[Location identification entries]
— BEGIN —
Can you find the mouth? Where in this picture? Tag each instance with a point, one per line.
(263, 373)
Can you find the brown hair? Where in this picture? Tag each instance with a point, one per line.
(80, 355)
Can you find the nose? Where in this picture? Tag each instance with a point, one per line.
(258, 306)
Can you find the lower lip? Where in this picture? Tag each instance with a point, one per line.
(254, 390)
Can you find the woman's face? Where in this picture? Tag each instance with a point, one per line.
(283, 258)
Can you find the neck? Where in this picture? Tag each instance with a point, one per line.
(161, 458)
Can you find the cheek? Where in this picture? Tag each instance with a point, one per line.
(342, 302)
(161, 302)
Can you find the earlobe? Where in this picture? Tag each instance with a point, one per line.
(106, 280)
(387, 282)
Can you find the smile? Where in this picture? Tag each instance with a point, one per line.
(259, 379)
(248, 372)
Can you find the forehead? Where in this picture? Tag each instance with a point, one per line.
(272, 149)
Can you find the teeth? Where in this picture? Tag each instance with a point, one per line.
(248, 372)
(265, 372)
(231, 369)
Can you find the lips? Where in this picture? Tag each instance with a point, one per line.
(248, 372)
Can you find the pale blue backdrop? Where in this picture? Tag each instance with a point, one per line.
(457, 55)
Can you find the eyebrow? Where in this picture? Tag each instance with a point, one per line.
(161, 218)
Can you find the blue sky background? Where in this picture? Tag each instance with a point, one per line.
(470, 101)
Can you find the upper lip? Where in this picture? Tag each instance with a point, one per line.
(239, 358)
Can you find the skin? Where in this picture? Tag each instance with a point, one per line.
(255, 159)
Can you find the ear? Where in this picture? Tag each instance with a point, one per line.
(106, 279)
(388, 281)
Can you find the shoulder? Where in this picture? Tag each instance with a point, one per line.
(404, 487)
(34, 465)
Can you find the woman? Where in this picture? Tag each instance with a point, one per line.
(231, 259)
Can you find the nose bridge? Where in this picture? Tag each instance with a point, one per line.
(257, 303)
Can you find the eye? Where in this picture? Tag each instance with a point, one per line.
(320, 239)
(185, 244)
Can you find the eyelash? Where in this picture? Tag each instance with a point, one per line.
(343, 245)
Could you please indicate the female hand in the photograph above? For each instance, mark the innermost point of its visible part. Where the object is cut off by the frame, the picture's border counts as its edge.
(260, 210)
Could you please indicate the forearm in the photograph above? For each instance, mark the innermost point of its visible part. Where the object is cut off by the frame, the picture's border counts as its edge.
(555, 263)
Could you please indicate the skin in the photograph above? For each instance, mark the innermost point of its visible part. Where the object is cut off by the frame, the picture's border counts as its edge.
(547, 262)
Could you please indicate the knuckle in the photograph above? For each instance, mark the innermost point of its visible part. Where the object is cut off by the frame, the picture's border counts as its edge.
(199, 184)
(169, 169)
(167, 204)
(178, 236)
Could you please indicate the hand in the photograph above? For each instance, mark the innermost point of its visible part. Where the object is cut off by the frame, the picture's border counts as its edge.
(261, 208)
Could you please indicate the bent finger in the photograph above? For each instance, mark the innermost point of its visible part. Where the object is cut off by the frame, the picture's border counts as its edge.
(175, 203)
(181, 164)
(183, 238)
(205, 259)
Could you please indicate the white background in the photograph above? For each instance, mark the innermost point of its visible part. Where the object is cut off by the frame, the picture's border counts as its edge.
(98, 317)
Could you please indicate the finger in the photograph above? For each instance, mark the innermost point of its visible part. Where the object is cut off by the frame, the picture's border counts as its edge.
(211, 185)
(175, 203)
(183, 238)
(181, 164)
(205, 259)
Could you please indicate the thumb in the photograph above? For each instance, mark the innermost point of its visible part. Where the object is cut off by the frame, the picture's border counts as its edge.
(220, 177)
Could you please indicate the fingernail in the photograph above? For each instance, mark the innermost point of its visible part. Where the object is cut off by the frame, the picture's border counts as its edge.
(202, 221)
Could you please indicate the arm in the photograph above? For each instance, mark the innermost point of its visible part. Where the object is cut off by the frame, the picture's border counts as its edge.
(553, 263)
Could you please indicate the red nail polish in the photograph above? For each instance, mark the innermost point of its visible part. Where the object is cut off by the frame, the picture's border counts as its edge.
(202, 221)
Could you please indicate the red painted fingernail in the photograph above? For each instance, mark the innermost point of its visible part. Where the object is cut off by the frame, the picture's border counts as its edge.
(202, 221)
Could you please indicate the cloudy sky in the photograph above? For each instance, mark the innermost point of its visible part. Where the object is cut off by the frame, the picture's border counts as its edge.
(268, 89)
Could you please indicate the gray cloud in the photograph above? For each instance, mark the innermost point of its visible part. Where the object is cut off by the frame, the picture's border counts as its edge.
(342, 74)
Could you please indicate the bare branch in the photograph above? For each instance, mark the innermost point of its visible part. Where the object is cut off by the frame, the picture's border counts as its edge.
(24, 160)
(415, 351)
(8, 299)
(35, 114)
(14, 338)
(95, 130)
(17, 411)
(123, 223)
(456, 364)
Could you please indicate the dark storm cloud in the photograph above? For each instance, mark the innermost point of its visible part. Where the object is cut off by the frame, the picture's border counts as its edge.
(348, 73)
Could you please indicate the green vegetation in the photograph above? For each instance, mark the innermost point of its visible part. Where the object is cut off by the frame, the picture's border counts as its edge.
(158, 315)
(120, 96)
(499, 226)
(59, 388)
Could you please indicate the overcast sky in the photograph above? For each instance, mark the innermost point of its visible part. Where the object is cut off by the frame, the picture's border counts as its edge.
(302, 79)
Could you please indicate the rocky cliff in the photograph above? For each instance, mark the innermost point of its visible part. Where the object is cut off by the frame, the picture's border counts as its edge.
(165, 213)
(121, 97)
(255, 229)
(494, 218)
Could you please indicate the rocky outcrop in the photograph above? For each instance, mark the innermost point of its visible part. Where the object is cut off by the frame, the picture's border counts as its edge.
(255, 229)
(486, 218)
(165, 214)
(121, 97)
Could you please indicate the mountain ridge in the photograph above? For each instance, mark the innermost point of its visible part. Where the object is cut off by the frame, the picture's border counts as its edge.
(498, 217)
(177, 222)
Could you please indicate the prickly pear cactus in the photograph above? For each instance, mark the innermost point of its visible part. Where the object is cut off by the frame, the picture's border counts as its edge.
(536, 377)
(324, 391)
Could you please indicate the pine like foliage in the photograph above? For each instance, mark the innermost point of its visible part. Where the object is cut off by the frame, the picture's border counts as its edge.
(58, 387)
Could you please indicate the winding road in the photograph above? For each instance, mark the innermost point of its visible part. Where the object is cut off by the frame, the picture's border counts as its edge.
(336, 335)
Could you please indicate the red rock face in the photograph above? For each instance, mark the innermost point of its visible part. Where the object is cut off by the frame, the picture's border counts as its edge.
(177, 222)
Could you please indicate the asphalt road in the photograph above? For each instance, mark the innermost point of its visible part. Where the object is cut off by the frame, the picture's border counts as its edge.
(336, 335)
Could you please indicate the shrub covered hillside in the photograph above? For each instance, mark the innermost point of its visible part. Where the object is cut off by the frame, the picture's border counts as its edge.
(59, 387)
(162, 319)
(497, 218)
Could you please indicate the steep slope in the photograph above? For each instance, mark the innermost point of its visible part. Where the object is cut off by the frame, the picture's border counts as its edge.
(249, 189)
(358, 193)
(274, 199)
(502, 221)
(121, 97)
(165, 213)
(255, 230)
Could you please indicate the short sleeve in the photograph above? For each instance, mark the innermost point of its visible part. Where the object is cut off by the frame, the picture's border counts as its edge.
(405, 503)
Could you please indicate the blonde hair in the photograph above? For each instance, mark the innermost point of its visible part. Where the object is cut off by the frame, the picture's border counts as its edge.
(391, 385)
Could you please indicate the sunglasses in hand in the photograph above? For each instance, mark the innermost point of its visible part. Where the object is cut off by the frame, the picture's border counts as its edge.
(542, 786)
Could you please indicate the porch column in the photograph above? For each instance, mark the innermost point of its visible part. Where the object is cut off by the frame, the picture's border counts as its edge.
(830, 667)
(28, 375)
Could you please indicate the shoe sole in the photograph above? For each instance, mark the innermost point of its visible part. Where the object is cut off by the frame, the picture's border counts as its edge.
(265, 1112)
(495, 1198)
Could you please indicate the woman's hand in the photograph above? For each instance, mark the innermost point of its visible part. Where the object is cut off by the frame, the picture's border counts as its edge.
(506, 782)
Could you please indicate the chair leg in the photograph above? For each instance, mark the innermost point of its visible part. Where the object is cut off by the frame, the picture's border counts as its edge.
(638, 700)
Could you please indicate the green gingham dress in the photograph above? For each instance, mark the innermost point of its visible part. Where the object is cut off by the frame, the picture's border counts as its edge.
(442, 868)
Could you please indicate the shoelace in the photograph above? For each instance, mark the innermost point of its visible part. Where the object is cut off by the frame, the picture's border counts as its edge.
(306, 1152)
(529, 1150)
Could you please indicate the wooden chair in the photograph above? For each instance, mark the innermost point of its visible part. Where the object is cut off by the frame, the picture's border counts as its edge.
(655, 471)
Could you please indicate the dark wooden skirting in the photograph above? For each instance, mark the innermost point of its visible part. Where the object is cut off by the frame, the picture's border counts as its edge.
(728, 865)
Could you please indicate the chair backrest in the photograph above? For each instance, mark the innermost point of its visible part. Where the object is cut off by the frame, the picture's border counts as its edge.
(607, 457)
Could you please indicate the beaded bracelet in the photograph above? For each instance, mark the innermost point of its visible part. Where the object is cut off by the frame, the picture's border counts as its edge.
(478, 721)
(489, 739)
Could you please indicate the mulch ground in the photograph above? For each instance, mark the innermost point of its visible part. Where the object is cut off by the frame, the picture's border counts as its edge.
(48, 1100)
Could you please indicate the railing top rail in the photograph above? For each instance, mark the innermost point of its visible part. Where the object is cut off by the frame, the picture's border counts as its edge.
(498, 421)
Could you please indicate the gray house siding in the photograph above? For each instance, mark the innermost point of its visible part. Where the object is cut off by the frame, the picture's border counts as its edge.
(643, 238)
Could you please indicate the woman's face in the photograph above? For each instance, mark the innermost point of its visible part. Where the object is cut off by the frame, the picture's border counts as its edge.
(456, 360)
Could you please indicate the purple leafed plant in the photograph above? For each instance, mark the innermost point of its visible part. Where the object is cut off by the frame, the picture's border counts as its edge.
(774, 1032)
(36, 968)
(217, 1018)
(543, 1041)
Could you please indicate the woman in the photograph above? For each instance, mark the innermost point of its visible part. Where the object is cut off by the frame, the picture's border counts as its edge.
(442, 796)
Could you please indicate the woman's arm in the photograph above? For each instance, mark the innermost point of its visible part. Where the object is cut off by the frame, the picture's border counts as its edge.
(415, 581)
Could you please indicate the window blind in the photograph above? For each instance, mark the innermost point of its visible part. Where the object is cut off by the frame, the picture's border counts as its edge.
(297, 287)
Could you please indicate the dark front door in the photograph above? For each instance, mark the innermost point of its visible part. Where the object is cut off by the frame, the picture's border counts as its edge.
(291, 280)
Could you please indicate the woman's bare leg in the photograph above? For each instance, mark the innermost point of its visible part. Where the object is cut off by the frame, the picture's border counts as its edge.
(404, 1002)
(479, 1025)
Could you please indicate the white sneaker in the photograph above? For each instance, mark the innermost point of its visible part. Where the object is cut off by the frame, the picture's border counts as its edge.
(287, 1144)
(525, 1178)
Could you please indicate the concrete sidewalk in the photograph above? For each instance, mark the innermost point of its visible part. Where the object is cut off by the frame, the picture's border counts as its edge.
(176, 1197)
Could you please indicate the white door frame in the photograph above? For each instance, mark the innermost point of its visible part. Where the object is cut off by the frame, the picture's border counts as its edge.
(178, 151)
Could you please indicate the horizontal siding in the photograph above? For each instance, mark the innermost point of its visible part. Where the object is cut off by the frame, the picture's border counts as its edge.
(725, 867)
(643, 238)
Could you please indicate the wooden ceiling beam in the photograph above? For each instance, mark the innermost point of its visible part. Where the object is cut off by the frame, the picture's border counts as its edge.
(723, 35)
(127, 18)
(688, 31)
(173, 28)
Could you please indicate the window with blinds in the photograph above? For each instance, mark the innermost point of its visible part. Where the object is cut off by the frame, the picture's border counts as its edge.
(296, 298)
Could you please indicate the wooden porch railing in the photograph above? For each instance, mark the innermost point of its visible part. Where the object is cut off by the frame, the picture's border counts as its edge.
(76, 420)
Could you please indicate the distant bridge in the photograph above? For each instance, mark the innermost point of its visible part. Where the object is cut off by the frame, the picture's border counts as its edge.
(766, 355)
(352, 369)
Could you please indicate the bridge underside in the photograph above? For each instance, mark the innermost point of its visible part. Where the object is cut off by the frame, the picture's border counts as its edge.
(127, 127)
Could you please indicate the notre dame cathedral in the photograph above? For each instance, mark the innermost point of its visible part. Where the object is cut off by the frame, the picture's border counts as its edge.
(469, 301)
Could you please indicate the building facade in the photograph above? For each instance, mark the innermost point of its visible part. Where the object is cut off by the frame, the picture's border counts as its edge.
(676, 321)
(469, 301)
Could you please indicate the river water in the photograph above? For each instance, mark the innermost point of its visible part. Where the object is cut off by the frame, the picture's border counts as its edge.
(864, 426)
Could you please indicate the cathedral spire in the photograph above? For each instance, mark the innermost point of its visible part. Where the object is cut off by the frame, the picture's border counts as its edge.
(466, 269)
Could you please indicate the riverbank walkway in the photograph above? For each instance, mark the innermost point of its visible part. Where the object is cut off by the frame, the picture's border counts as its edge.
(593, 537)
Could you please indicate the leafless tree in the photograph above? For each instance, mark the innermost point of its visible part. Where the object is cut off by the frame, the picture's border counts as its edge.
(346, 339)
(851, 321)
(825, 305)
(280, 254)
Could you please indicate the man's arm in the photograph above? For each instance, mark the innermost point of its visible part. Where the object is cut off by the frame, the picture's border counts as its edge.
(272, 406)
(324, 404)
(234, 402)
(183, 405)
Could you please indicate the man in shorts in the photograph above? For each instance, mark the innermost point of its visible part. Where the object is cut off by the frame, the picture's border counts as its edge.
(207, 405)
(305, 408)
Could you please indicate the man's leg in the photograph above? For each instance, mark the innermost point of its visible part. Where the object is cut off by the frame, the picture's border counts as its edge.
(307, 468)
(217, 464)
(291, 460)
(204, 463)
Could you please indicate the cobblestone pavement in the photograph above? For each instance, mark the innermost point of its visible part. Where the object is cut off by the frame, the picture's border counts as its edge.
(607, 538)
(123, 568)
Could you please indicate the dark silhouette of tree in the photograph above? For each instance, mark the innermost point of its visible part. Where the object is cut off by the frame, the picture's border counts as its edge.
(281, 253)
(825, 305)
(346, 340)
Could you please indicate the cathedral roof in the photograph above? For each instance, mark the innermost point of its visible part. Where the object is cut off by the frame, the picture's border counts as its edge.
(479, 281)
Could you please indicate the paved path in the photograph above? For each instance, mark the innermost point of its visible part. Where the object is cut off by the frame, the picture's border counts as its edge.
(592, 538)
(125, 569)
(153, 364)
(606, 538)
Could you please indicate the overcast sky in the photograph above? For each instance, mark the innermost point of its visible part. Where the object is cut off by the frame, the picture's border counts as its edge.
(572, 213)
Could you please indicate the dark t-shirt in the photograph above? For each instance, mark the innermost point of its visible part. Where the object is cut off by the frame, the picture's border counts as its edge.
— END —
## AIM
Select each line in the records above that contains the word "hand", and copy those lines out.

## REPLY TO THE TASK
Could you please indicate the female hand in the photograph above? For each instance, mark the innermost point of its visible part. Where the object is cut off by the frame, the picture's border counts as its edge.
Could you please indicate the hand in the photograph above? For each instance, mark the innermost point of its visible part. Where the object is cut off by the frame, the picture's border counts as its edge.
Could you please indicate the sunglasses in hand in the photograph above? For each instance, mark the innermost point of its visible part. Where the object is cut off by the frame, the picture's border counts as its edge.
Could you please indicate the woman's hand in the photograph above? For each instance, mark the innermost point of its visible part. Where the object is cut off by the frame, the picture's border counts as its edge.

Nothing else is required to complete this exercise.